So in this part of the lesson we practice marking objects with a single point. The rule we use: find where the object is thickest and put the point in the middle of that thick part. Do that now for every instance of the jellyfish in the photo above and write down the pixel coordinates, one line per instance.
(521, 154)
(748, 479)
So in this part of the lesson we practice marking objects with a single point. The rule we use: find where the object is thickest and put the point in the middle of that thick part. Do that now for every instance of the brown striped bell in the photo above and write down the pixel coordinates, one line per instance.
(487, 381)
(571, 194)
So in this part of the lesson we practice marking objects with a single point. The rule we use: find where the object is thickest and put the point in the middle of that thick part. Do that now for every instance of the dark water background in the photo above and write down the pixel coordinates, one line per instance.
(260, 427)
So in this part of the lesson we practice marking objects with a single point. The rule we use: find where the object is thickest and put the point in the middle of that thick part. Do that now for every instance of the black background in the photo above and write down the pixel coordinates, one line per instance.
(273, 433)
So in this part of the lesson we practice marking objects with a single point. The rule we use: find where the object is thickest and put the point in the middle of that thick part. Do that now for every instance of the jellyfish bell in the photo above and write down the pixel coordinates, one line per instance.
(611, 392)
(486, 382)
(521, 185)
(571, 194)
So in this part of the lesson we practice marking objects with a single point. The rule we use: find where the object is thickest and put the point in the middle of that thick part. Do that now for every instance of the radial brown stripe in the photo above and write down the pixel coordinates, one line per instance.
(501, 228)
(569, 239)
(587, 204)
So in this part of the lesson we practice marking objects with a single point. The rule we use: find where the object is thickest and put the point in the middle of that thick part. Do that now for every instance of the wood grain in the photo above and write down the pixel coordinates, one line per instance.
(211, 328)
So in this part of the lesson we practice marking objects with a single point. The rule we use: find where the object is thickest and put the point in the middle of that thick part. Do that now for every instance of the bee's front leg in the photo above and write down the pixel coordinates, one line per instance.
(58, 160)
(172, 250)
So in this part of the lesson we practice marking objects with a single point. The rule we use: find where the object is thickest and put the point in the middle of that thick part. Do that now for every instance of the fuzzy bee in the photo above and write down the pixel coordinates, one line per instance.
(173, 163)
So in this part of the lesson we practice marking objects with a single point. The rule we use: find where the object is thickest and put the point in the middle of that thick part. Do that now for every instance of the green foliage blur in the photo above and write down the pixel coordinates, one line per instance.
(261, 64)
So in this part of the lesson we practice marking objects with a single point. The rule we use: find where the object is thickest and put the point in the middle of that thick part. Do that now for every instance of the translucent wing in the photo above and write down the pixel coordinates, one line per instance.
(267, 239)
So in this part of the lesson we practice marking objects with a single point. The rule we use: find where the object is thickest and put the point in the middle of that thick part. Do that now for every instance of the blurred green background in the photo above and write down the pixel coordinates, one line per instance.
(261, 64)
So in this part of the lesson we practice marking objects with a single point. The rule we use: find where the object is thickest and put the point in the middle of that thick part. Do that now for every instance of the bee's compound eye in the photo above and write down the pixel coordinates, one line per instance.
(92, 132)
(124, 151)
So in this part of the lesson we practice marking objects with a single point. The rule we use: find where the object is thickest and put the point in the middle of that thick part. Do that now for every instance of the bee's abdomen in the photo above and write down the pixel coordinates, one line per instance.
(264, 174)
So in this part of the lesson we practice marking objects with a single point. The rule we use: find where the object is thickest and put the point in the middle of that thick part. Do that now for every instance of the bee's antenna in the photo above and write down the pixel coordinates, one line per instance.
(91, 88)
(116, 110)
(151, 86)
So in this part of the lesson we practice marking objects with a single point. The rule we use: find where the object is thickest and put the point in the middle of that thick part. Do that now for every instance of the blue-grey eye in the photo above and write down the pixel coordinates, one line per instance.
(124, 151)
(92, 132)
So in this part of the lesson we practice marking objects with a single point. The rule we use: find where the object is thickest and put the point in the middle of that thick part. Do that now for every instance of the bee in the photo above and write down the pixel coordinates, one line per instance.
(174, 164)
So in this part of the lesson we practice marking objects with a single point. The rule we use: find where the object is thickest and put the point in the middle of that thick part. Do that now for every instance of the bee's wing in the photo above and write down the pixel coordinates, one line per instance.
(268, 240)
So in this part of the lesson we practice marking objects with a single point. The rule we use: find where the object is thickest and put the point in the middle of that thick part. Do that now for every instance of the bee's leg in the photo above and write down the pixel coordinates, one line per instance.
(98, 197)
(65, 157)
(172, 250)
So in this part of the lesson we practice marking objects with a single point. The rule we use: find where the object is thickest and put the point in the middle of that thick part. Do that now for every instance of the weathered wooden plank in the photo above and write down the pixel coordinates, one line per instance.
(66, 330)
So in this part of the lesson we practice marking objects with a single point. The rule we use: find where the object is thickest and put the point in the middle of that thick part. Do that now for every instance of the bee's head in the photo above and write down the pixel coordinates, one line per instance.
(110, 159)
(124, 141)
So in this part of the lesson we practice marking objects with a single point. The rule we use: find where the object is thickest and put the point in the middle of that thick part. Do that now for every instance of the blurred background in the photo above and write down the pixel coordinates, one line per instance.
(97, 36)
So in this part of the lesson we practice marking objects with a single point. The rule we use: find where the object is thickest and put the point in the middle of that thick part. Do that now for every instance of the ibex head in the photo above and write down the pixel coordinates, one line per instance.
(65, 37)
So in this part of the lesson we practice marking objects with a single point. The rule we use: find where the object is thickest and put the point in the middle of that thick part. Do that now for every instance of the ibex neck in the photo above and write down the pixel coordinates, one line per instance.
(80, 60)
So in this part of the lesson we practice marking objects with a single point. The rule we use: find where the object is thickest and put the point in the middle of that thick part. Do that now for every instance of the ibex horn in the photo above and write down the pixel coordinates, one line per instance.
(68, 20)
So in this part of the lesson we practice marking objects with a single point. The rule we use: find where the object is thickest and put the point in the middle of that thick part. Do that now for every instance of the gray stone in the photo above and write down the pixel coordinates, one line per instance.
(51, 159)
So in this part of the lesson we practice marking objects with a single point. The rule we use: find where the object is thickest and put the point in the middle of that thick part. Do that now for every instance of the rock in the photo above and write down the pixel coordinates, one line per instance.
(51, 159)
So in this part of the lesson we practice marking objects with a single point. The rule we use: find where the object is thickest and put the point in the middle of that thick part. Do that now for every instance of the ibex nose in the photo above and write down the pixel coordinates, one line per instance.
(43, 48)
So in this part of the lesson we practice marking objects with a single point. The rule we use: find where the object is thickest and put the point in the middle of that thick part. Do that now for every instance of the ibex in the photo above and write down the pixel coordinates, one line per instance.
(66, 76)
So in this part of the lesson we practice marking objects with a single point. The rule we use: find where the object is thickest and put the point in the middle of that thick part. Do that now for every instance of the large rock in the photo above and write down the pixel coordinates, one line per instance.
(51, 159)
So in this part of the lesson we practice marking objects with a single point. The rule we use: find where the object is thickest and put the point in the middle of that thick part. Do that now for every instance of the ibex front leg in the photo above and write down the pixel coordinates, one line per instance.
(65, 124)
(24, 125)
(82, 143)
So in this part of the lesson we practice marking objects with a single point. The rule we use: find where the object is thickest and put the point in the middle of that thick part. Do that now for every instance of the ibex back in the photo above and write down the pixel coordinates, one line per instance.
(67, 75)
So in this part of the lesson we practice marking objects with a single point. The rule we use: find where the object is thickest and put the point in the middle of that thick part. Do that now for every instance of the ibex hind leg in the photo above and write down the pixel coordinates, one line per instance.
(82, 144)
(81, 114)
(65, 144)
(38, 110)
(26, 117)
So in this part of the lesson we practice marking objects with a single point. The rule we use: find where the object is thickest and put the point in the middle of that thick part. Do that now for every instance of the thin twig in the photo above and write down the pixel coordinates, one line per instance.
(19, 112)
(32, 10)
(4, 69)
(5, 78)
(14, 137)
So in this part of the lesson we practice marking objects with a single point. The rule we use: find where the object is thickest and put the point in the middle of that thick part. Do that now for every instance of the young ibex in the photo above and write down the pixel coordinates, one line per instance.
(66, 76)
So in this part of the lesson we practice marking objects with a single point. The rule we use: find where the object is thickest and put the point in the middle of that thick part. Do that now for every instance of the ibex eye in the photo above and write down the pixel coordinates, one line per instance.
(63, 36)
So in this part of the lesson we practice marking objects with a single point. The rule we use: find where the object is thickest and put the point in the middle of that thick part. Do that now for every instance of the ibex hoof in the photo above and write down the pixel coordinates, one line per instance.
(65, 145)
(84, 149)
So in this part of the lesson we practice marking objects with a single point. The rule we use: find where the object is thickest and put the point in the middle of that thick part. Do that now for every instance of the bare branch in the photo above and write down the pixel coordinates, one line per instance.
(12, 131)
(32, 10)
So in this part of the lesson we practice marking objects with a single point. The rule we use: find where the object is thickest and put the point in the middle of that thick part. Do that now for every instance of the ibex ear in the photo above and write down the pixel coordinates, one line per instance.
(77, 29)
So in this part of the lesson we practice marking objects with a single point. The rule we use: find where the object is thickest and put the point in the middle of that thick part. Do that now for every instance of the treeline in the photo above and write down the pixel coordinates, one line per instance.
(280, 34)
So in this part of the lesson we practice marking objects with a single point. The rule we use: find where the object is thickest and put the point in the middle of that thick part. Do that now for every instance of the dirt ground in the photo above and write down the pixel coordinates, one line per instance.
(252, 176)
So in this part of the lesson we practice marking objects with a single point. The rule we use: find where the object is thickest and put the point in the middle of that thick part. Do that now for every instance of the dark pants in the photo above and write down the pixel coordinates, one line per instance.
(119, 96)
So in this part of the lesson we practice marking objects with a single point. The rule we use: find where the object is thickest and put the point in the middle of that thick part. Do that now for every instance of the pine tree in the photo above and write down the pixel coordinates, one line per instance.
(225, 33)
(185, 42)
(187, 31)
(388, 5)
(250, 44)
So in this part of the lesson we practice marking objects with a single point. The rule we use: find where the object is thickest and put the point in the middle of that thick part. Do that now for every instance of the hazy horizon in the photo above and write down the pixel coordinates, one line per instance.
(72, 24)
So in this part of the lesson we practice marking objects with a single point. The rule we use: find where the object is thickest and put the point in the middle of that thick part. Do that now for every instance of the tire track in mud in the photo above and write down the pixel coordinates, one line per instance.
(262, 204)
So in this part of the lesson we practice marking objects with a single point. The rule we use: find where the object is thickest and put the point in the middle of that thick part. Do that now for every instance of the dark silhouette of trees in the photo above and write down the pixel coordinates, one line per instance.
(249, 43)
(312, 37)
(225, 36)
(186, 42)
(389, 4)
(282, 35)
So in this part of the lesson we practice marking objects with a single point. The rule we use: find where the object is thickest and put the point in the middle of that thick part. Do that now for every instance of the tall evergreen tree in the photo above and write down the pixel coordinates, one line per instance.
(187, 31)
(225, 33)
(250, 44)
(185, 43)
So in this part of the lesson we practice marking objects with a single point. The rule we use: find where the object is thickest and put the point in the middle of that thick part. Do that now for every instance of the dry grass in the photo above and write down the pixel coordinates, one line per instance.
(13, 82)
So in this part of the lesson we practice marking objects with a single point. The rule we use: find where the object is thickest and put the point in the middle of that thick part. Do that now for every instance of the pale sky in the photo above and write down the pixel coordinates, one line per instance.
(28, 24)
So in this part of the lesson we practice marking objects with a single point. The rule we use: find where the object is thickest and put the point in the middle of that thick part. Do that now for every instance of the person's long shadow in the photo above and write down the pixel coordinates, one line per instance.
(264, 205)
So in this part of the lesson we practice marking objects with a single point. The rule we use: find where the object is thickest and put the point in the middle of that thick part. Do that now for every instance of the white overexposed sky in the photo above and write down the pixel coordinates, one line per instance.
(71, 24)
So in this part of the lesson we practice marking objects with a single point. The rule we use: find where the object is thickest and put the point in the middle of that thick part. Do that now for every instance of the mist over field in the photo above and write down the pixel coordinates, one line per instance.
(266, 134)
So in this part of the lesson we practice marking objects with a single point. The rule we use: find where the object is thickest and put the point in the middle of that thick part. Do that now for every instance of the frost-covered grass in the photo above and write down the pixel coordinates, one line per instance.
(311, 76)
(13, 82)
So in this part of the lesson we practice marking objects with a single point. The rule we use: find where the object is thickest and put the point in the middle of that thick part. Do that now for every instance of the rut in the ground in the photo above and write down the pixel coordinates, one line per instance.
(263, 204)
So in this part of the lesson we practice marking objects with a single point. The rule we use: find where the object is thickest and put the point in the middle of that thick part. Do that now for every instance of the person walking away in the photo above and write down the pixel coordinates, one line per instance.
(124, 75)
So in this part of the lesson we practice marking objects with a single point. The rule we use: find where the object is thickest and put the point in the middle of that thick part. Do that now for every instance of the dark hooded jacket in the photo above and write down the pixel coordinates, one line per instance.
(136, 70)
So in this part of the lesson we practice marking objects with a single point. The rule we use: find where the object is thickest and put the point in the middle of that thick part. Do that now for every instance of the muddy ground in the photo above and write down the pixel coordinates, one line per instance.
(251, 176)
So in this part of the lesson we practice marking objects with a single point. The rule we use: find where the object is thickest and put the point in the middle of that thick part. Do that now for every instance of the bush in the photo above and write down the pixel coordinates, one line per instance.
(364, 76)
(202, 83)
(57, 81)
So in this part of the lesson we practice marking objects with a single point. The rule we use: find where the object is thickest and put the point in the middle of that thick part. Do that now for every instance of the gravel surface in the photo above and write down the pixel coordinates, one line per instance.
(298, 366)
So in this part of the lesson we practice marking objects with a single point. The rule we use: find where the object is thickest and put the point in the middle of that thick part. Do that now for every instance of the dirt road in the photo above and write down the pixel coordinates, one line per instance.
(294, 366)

* * *

## [Task details]
Look above for the line that holds "of the muddy", then copy it and each line after it exactly, through the last line of the data.

## [Task solution]
So in this part of the lesson we practice marking objects with a single point. The rule we use: find where the object is thickest and put the point in the middle of that thick part. Do that now for every instance of the muddy ground in the photo above and write down the pixel coordinates, one line per instance.
(251, 176)
So in this part of the lesson we practice marking objects with a single point. The rule we use: find where the object is thickest and put the point in the middle of that thick part. Do that now for every instance of the bush in the photo above and write down the pixel coordinates, one line per instance.
(364, 76)
(202, 83)
(57, 81)
So in this part of the lesson we practice marking objects with a single point. The rule we use: find where the object is thickest and put the point in the middle of that thick part. Do that now for every instance of the gravel surface in the photo above and write down the pixel coordinates, one line per instance.
(298, 366)
So in this part of the lesson we practice marking objects with a single point. The rule we use: find where the object is thickest and put the point in the middle of that thick part. Do that now for every instance of the dirt road in the photo above and write down the pixel coordinates, one line per instance.
(294, 366)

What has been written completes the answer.